GW Pharmaceuticals, the British developer of a CBD-based anti-seizure medicine that could be on American shelves in 2018, has contracted Britain’s leading sugar supplier to grow its medical cannabis.
British Sugar, the top beet sugar supplier in the UK, will grow the cannabis in an 18-hectare greenhouse in eastern England, where the company now grows tomatoes, according to The Telegraph.
It’s an important advance for the cannabis industry to have yet another major mainstream company enter the sector.
British Sugar plans to plant the first seedlings in January and to have the first harvest in April. After the plants are picked, they will be packaged in bales on site and shipped to GW Pharma, The Telegraph said.
“Our glasshouse is very well-suited for growing that particular variety of the cannabis plant family and it’s fair to say that the return will be better than on tomatoes. We’re confident of decent yields,” Paul Kenward, managing partner of British Sugar, told The Telegraph.
A subsidiary of Associated British Foods, British Sugar already has invested in lights and shading equipment for its new grow operation, while GW Pharma is expanding its American marketing and sales teams in anticipation of the approval of its anti-seizure drug, Epidiolex.
GW Pharma expects to file a marketing application with the U.S. Food and Drug Administration in the first half of 2017 to sell Epidiolex in the United States.
Last month, the company took a major step toward achieving that goal, saying the CBD-based drug significantly reduced seizures in children with Lennox-Gastaut syndrome – a rare and hard-to-treat form of epilepsy – during phase 3 FDA-approved trials.
_____
REQUIREMENT 1
Which organizations does the article on British Sugar growing cannabis name? List each one once.
REQUIREMENT 2
Rewrite everything in the article on British Sugar growing cannabis from "A subsidiary of" down to "the United States.", with "Epidiolex" replaced by "its CBD medicine".
REQUIREMENT 3
In which month does British Sugar plan to have the first harvest, according to the article on British Sugar growing cannabis?

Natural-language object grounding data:
_____
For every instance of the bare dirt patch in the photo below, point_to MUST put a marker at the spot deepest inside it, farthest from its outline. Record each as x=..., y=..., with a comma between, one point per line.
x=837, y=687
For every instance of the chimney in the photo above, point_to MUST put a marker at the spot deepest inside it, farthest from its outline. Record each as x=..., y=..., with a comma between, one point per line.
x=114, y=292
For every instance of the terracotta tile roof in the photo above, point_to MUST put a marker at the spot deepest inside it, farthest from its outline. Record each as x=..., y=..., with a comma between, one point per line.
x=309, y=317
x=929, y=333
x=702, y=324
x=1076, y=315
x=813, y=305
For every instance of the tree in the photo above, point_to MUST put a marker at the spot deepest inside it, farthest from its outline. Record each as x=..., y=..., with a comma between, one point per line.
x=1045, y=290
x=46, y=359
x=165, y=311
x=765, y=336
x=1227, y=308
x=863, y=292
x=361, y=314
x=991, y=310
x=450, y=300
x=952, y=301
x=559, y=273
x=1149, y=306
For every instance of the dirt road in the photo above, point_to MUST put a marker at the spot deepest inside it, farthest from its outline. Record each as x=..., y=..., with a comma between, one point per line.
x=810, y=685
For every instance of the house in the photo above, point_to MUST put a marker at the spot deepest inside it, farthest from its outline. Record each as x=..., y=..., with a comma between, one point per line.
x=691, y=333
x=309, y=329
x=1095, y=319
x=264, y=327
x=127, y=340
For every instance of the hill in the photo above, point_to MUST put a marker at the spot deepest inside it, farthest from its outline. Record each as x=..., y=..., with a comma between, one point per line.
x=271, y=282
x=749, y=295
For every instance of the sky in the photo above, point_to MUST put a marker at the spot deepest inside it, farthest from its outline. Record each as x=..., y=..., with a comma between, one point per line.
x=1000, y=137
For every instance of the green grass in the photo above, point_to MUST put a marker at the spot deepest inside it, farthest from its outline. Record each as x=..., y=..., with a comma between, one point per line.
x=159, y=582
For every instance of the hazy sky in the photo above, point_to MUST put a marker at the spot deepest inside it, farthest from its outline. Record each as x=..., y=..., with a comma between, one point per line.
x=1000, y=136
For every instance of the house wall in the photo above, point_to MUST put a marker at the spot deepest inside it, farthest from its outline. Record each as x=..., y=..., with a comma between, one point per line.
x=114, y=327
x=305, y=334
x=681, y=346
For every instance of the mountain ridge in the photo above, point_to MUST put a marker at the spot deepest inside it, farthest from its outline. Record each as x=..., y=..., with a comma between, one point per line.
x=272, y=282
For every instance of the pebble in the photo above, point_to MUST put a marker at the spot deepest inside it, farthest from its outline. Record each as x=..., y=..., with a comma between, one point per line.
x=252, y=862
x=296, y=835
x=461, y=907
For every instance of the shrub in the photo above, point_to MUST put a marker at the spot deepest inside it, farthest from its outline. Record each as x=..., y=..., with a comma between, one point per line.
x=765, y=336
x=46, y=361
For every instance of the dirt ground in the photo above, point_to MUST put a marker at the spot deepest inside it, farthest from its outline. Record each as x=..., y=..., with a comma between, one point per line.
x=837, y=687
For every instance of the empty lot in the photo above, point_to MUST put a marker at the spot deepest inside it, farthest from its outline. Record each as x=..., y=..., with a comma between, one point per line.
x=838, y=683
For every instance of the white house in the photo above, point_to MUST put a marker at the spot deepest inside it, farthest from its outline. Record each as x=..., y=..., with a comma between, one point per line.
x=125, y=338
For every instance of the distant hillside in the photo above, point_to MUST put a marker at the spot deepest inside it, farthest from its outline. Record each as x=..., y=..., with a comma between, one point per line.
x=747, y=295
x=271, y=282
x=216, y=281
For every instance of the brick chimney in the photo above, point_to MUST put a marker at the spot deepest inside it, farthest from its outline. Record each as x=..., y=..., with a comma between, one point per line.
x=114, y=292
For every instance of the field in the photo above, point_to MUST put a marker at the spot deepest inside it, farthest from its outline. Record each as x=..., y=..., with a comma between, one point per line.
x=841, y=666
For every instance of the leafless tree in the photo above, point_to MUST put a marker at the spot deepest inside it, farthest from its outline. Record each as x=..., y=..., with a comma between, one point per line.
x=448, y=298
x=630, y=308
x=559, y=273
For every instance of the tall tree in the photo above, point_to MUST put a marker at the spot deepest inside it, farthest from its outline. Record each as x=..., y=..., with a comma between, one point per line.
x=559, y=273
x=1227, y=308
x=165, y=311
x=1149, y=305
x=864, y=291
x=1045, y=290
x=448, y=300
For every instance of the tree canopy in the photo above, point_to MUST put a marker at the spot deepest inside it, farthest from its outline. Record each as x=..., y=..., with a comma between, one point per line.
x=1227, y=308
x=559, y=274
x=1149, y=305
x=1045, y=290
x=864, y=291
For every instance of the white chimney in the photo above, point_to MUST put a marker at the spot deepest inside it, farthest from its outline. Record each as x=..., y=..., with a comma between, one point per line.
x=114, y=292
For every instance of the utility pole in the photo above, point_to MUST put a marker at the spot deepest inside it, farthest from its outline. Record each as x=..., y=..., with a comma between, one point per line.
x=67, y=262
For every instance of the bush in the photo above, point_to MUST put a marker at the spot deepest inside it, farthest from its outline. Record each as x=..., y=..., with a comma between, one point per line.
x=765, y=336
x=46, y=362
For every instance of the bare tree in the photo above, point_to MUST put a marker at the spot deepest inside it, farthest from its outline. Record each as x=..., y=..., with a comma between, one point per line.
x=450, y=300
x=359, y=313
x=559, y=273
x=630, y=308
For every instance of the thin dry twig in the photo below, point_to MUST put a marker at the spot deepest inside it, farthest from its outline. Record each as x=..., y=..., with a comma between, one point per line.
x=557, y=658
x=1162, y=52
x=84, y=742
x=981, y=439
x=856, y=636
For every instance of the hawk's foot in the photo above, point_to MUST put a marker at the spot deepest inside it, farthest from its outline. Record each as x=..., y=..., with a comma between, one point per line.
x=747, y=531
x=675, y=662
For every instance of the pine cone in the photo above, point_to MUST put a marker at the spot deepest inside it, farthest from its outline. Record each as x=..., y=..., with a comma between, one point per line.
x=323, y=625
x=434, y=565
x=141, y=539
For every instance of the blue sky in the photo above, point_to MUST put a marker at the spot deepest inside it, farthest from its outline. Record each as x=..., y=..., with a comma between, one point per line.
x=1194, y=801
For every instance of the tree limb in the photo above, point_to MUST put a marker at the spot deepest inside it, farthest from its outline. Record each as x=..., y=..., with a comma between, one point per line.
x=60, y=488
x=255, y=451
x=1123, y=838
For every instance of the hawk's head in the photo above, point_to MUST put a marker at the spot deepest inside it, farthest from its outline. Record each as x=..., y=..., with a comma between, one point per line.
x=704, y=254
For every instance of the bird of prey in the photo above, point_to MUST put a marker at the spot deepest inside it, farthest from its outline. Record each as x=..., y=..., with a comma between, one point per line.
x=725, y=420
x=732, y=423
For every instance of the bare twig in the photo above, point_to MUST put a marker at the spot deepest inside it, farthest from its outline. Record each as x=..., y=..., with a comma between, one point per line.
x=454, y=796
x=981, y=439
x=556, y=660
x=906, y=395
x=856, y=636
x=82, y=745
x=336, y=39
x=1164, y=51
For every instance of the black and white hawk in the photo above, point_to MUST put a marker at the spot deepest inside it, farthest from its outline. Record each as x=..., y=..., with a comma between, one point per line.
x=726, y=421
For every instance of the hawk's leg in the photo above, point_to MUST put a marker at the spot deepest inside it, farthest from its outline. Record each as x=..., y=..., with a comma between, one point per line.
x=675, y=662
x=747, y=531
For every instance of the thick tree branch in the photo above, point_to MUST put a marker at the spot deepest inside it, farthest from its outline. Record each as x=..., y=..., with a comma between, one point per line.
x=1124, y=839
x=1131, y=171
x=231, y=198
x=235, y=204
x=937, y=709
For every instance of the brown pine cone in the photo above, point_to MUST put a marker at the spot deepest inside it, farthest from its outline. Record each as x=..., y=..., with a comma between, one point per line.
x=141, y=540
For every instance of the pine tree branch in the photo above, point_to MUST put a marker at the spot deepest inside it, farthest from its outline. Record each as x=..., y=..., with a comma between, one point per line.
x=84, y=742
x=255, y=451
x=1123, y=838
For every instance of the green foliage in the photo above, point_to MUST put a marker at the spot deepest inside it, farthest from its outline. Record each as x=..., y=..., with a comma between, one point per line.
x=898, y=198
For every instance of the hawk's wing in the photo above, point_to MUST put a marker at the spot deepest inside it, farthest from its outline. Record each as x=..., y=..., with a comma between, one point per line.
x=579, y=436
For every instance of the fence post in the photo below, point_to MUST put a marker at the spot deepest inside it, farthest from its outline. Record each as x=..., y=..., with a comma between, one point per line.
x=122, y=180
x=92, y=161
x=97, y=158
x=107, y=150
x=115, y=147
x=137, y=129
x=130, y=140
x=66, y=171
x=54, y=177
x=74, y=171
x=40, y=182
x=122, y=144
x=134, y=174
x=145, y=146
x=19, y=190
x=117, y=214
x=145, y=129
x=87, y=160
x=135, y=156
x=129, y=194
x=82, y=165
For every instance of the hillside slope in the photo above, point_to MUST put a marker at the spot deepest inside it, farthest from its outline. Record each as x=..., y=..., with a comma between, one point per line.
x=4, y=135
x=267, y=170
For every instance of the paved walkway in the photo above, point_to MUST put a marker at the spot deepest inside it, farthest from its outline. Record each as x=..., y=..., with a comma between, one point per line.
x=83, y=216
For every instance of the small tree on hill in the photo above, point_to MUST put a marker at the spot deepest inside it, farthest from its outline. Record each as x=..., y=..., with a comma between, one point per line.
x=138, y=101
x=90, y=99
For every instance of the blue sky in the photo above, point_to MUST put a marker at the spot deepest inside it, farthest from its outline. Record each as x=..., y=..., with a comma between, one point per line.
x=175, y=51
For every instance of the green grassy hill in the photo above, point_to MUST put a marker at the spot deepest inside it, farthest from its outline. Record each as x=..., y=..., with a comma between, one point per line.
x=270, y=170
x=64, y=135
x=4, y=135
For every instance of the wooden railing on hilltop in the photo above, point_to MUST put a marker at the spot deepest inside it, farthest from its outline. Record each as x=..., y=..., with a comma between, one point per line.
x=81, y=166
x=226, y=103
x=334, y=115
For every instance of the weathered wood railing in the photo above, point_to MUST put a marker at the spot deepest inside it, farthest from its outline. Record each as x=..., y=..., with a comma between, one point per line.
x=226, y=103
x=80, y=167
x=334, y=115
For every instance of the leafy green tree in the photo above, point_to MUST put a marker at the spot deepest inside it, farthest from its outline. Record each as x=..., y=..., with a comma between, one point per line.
_____
WRITTEN REPLY 1
GW Pharmaceuticals (GW Pharma), British Sugar, The Telegraph, Associated British Foods, U.S. Food and Drug Administration

WRITTEN REPLY 2
A subsidiary of Associated British Foods, British Sugar already has invested in lights and shading equipment for its new grow operation, while GW Pharma is expanding its American marketing and sales teams in anticipation of the approval of its anti-seizure drug, its CBD medicine.
GW Pharma expects to file a marketing application with the U.S. Food and Drug Administration in the first half of 2017 to sell its CBD medicine in the United States.

WRITTEN REPLY 3
April